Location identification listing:

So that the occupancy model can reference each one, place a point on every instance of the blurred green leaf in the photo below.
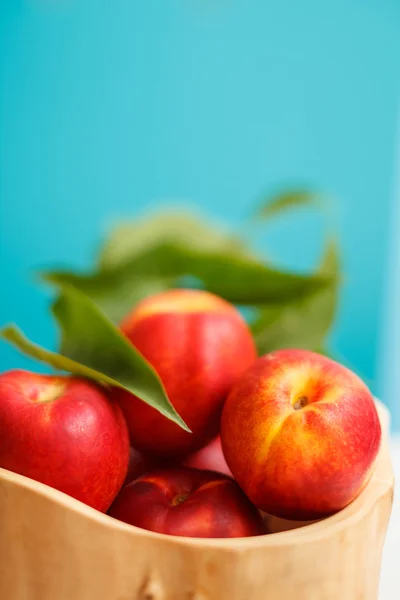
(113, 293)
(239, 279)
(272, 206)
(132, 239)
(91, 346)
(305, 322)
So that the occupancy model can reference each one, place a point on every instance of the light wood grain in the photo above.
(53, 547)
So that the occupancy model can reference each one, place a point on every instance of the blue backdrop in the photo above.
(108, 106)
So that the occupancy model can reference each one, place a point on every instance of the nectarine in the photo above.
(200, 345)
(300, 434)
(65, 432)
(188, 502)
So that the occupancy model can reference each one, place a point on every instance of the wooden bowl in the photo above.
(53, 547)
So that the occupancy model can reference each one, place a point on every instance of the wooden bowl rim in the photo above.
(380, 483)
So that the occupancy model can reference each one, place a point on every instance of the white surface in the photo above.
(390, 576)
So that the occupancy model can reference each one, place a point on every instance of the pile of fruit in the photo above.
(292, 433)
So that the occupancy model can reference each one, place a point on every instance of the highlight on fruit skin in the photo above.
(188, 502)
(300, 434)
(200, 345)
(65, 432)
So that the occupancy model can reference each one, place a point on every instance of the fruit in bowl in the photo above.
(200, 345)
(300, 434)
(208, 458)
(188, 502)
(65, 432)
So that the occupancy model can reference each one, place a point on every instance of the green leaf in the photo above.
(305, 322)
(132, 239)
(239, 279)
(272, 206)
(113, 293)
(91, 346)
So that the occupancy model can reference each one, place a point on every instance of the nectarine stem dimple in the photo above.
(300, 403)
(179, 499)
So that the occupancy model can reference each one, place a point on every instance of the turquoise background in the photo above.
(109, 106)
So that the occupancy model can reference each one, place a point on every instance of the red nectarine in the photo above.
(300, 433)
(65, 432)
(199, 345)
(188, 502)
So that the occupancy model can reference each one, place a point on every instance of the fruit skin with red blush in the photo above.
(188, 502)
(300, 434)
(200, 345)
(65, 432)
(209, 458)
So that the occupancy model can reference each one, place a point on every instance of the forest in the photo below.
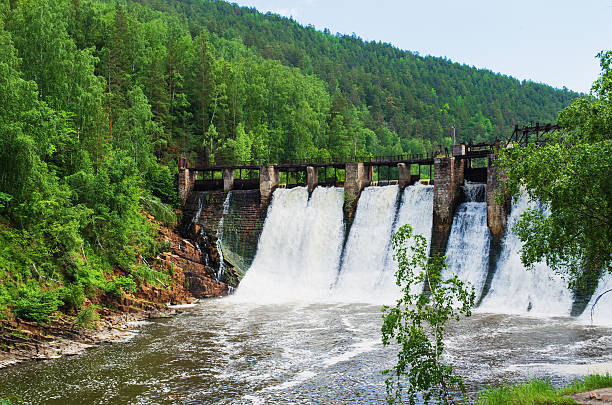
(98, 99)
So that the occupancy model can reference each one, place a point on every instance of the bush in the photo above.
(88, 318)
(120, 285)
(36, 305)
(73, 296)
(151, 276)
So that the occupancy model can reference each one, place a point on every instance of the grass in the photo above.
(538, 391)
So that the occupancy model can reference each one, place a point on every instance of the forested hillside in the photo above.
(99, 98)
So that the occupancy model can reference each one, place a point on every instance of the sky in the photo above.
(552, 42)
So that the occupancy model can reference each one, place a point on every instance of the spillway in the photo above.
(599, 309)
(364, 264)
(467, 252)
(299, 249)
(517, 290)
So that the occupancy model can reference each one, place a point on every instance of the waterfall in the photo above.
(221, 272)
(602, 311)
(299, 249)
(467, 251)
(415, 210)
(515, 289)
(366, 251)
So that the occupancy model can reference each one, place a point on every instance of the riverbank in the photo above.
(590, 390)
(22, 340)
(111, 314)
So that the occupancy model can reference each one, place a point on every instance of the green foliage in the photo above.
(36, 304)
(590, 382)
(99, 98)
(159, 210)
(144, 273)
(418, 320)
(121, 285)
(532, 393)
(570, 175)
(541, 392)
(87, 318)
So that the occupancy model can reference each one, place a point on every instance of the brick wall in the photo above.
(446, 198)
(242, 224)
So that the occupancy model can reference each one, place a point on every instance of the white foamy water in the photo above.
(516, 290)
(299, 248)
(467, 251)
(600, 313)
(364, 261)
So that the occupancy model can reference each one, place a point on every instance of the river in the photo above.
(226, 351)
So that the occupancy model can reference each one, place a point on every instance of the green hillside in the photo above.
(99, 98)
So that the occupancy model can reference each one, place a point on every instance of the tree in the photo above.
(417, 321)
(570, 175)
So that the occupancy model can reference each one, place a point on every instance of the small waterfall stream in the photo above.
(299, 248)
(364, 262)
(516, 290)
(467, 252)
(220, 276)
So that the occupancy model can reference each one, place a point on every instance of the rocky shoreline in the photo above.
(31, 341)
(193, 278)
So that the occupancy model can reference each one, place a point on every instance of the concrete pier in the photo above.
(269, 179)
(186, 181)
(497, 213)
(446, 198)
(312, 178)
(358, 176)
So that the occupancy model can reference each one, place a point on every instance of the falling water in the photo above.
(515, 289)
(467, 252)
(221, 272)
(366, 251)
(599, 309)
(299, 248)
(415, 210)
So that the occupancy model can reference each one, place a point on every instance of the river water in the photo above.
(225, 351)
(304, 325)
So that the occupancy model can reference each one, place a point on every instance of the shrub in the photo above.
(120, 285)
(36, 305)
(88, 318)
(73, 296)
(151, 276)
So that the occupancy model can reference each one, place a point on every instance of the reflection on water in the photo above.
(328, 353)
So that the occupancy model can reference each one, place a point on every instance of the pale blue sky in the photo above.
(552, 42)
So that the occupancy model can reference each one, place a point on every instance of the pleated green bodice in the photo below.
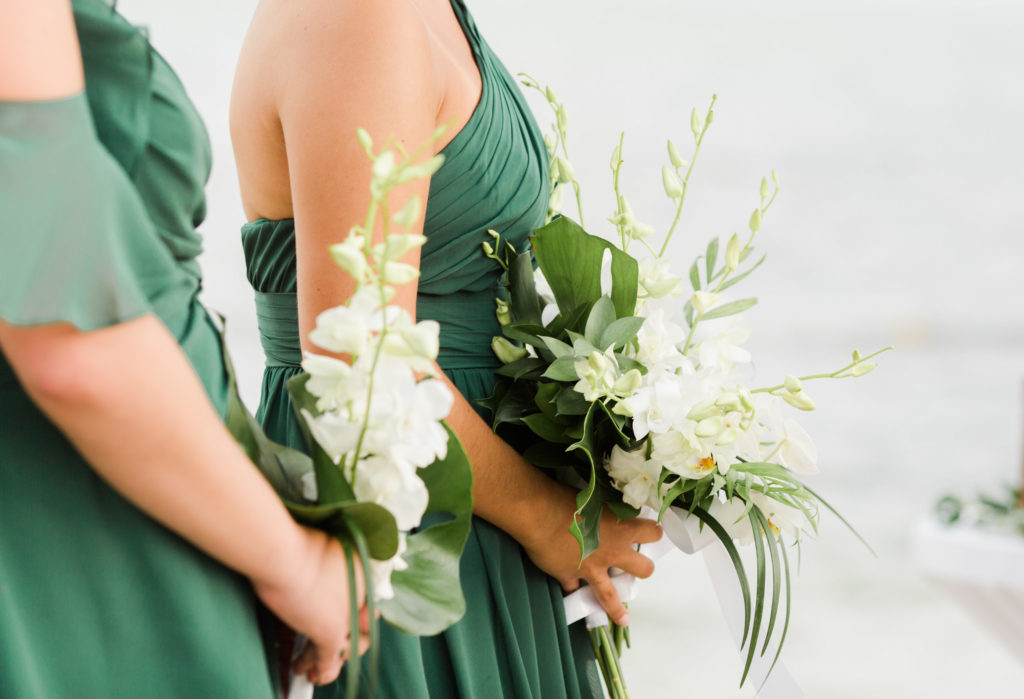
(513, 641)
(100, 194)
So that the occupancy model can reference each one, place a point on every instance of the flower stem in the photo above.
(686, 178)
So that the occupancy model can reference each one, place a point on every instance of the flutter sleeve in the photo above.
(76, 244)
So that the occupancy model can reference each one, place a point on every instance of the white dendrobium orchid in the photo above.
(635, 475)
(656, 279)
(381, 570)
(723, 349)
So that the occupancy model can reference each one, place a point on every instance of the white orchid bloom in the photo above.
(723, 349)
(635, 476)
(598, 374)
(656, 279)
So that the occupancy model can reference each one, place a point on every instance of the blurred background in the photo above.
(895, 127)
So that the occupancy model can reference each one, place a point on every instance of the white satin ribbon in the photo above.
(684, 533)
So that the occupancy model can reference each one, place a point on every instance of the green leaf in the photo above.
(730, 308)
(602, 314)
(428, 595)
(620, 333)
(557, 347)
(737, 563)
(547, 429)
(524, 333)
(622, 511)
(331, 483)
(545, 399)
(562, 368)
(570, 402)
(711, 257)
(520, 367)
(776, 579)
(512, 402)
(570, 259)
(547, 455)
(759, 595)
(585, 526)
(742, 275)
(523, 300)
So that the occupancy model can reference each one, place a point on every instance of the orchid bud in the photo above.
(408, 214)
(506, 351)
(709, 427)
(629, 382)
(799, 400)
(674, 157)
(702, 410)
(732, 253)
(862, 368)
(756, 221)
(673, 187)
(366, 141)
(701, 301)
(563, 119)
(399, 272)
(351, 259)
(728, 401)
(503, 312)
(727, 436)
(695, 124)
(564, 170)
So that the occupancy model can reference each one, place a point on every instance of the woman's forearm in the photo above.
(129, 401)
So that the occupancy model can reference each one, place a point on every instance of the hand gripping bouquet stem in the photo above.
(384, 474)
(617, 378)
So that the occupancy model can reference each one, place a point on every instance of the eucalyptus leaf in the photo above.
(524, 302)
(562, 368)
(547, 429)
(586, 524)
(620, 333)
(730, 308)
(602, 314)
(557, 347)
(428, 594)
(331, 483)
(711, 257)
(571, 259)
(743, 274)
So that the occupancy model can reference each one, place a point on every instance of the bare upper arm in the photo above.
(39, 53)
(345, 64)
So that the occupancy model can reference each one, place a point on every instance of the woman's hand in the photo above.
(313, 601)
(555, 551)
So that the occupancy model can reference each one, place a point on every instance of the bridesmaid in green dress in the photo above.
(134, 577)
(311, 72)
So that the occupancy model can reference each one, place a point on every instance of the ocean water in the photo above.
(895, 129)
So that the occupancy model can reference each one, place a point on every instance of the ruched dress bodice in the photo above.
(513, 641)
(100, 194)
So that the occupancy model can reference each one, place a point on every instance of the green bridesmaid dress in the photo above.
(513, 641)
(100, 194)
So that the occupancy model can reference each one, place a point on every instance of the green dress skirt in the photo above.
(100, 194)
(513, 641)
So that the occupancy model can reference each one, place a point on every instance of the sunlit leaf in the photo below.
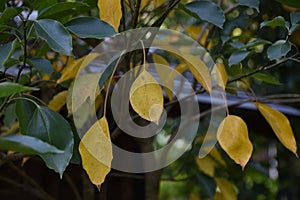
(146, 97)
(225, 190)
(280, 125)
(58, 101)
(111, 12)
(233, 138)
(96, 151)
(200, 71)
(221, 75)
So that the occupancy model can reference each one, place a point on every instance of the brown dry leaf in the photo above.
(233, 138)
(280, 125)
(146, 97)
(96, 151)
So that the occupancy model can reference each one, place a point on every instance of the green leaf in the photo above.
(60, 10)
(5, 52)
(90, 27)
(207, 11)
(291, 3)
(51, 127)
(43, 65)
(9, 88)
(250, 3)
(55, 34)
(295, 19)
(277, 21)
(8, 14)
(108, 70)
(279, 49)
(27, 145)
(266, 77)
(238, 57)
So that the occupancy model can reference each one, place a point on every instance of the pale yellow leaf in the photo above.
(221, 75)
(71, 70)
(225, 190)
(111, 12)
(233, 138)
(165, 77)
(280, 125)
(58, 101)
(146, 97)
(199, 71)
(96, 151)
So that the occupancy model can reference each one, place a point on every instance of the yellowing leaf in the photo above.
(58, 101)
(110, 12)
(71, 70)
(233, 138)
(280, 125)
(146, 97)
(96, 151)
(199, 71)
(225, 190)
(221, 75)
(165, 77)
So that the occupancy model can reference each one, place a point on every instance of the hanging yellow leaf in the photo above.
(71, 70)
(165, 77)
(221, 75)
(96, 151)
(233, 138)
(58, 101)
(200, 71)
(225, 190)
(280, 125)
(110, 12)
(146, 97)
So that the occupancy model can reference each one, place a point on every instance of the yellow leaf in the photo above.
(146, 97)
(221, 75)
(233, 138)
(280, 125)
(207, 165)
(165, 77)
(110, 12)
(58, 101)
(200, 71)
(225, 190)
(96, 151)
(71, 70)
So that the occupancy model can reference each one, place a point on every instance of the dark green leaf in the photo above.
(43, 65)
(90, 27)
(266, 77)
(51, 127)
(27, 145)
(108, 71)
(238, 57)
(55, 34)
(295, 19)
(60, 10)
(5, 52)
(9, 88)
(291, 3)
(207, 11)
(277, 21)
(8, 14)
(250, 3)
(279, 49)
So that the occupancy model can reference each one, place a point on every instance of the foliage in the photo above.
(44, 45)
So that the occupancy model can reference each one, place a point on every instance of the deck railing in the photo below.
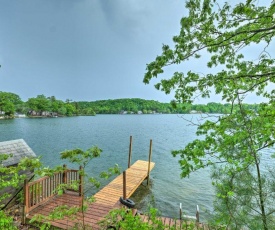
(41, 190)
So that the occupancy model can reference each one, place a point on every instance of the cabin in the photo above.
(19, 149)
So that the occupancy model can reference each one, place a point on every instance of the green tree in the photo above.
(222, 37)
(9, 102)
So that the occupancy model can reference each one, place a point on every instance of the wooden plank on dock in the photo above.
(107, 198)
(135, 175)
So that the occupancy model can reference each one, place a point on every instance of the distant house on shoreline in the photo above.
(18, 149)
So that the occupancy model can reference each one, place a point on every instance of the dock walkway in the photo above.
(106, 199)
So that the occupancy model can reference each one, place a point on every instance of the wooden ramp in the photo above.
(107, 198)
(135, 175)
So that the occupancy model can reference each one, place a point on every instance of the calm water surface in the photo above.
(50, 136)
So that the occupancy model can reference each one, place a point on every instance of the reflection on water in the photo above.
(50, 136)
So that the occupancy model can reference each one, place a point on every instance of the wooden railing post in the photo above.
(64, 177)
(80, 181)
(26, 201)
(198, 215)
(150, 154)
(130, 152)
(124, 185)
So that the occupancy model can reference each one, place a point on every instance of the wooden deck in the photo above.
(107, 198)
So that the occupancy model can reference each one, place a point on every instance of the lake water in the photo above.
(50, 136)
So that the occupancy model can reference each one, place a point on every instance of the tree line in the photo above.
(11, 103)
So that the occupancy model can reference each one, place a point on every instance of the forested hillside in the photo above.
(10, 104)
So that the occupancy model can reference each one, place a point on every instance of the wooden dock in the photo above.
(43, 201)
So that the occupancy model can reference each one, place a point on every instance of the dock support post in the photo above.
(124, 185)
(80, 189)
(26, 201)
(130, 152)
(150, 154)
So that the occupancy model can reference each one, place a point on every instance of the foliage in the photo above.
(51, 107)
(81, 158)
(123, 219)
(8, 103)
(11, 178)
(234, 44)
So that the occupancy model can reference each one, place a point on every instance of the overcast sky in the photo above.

Problem requirements: Starting at the line that contains "support post in the photo above." and ending at the last line of the listing, change "overcast sky" to "cloudy sky". Write those lines out again with everything else left as it is.

Solution:
So that the occupancy model can reference each one, place a point on every instance of the dock support post in the photo above.
(124, 185)
(80, 189)
(26, 201)
(130, 152)
(150, 154)
So that the occupancy model can reference each one, place a point on every instance of the foliage in the photo above.
(51, 107)
(81, 158)
(123, 219)
(8, 103)
(11, 178)
(234, 44)
So that the occupancy model can reference each one, place a point on every instance of the cloudy sky in the photo above.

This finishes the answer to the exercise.